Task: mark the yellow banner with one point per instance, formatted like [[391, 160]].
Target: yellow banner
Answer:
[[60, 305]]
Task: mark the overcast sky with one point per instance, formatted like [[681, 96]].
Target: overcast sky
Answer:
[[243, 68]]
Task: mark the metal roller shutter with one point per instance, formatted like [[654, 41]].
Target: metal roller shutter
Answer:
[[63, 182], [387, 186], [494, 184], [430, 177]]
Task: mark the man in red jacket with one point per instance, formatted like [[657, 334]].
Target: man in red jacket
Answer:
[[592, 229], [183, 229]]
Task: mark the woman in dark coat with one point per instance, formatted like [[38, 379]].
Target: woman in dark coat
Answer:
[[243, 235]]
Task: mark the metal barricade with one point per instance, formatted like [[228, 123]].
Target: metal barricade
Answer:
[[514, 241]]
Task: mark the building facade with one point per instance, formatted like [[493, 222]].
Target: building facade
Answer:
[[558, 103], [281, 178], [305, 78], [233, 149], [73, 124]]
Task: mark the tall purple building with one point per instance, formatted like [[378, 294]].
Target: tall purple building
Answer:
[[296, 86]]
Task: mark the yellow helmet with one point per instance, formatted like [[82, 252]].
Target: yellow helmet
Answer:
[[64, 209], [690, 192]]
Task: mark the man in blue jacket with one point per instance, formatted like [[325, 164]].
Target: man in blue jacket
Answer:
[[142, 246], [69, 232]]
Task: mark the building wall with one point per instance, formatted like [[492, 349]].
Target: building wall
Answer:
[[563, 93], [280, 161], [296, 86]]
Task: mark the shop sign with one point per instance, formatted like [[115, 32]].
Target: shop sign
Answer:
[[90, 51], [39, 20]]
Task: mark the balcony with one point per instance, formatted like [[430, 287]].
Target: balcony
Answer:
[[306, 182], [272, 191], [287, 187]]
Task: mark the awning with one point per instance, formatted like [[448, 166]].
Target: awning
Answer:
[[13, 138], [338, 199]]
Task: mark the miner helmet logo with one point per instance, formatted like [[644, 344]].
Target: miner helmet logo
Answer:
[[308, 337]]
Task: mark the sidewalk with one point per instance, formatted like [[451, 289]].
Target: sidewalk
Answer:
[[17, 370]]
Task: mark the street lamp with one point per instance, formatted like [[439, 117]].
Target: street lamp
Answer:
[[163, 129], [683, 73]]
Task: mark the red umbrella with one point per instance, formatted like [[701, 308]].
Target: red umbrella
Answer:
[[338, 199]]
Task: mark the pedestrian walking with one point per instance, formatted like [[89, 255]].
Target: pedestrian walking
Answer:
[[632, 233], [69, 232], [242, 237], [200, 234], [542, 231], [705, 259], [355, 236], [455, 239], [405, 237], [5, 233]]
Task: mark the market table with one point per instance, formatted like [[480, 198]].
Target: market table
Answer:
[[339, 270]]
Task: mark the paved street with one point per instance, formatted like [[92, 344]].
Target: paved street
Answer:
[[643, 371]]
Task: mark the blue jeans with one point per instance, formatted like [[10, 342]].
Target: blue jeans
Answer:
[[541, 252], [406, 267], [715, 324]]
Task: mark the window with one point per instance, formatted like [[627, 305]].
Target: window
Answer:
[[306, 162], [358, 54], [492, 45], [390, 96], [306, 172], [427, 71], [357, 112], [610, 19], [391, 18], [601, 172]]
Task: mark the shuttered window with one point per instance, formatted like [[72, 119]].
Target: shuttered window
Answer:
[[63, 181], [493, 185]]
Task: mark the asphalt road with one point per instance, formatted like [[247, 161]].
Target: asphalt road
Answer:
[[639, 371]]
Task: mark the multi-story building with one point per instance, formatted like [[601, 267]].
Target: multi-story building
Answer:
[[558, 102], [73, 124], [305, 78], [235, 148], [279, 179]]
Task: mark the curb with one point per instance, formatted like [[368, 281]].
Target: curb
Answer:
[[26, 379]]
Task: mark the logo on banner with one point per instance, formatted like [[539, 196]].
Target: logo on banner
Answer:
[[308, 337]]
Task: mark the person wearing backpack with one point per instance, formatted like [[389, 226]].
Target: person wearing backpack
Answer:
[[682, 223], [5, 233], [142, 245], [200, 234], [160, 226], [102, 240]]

**WRITTEN PROBLEM:**
Could you format all of the records above as a numbered list, leaving out any blank lines?

**ANSWER:**
1. Task: mark the yellow banner with one point per instance, formatted like [[391, 160]].
2. Target: yellow banner
3. Answer:
4. [[60, 305]]
5. Task: mark the overcast sky with one point per instance, formatted like [[681, 96]].
6. Target: overcast sky
7. Answer:
8. [[243, 68]]
9. Task: mark the metal roller shutter with one point per instance, formatted like [[654, 41]].
10. Target: metal roller shutter
11. Answer:
12. [[63, 182], [387, 186], [494, 184], [430, 177]]
13. Task: mark the man in red jacket with one point per instance, formatted like [[657, 334]].
14. Target: man in red jacket
15. Answer:
16. [[592, 229], [183, 229]]
17. Task: mark the woman in dark coat with one point per instance, formatted like [[38, 379]].
18. Target: woman in dark coat
19. Answer:
20. [[243, 235]]
21. Task: mark the metal barricade with one point per instance, formatted like [[228, 123]].
22. Target: metal barricade
23. Answer:
24. [[514, 241]]
25. Task: mark the building facade with one point per instance, formatted like [[493, 222]].
26. Target: building facade
27. Answer:
28. [[558, 103], [281, 178], [305, 78], [233, 149], [73, 124]]
29. Task: mark the tall purple building with one point per instance, formatted like [[378, 294]].
30. Target: tall purple building
31. Answer:
32. [[296, 86]]
33. Task: mark the yellow helmet with one point per instance, formatted like [[82, 252]].
34. Target: yellow helmet
35. Answer:
36. [[64, 209], [690, 192]]
37. Task: mark the man in blue jacket with one point per instance, formatted like [[325, 164]].
38. Target: man in blue jacket
39. Answer:
40. [[142, 246], [69, 232]]
41. Task: mark the building wall with one point per instance, formatted like [[492, 349]].
42. Target: building wall
43. Answer:
44. [[563, 93], [280, 161], [296, 86]]
45. Task: mark the shop sign with one point per instance, formatted like [[115, 32]].
46. Target: shop sign
47. Answer:
48. [[90, 51], [39, 20]]
49. Task: mark the balcony with one point per instance, formatted like [[430, 287]].
50. Target: balcony
51. Answer:
52. [[306, 182], [272, 191], [287, 187]]
53. Task: mark the awning with one point per instance, formatted like [[448, 166]].
54. Target: awning
55. Answer:
56. [[13, 138], [338, 199]]
57. Task: mark the miner helmet logo with one point per instance, formatted like [[644, 344]].
58. Target: miner helmet logo
59. Answer:
60. [[308, 337]]
61. Task: mark the sidewalk with one point per instance, formatted like [[451, 289]].
62. Target: sidewalk
63. Answer:
64. [[17, 370]]
65. Task: mark the street lamp with one point per instance, formatted like [[439, 117]].
66. Target: street lamp
67. Answer:
68. [[163, 129], [683, 73]]
69. Task: mark the red umbrella with one point per instance, formatted like [[701, 308]].
70. Target: red umbrella
71. Answer:
72. [[338, 199]]
73. Task: mark the pedestrian walking with one point per instance, formatted like [[89, 255]].
74. Target: pedestrian walking
75. Answer:
76. [[632, 233], [69, 232], [242, 237], [200, 234], [542, 231], [705, 259], [355, 236], [455, 239], [405, 237], [5, 233]]
77. Task: mark the market table with one point per instance, formatted like [[480, 198]].
78. Target: market table
79. Answer:
80. [[339, 270]]
81. Task: mark the paved street with one point per instance, formatted like [[92, 344]].
82. Target: paved street
83. Answer:
84. [[643, 371]]
85. Task: mark the blue jeans with one point per instance, formatted like [[10, 342]].
86. Target: blue jeans
87. Answer:
88. [[541, 252], [406, 267], [715, 324]]
89. Task: mark the window with one point per instance, formatted like [[627, 305]].
90. Target: window
91. Answer:
92. [[306, 162], [358, 54], [492, 45], [390, 96], [306, 172], [427, 71], [357, 112], [610, 19], [391, 18], [601, 172]]
93. Task: mark the shuttered window with one point per instance, formatted like [[72, 119]].
94. Target: shuttered window
95. Answer:
96. [[63, 181], [493, 185]]
97. Task: mark the asphalt road with one point per instance, formatted like [[247, 161]].
98. Target: asphalt road
99. Answer:
100. [[639, 371]]
101. Task: mark the multi-story building with one point per instance, formatted like [[601, 267]].
102. Target: multi-story building
103. Answer:
104. [[558, 102], [73, 124], [305, 78], [235, 148], [279, 179]]
105. Task: mark the curb with one point per instance, formatted like [[368, 281]].
106. Target: curb
107. Answer:
108. [[26, 379]]
109. Task: mark the logo on banner with one point per instance, formatted like [[539, 196]].
110. Target: logo on banner
111. Answer:
112. [[308, 337]]
113. Task: mark the person wearing backpack with one point per instance, formatted like [[389, 226]].
114. Target: person wearing backpack
115. Answer:
116. [[682, 223], [5, 233], [142, 245], [200, 234], [160, 226], [102, 240]]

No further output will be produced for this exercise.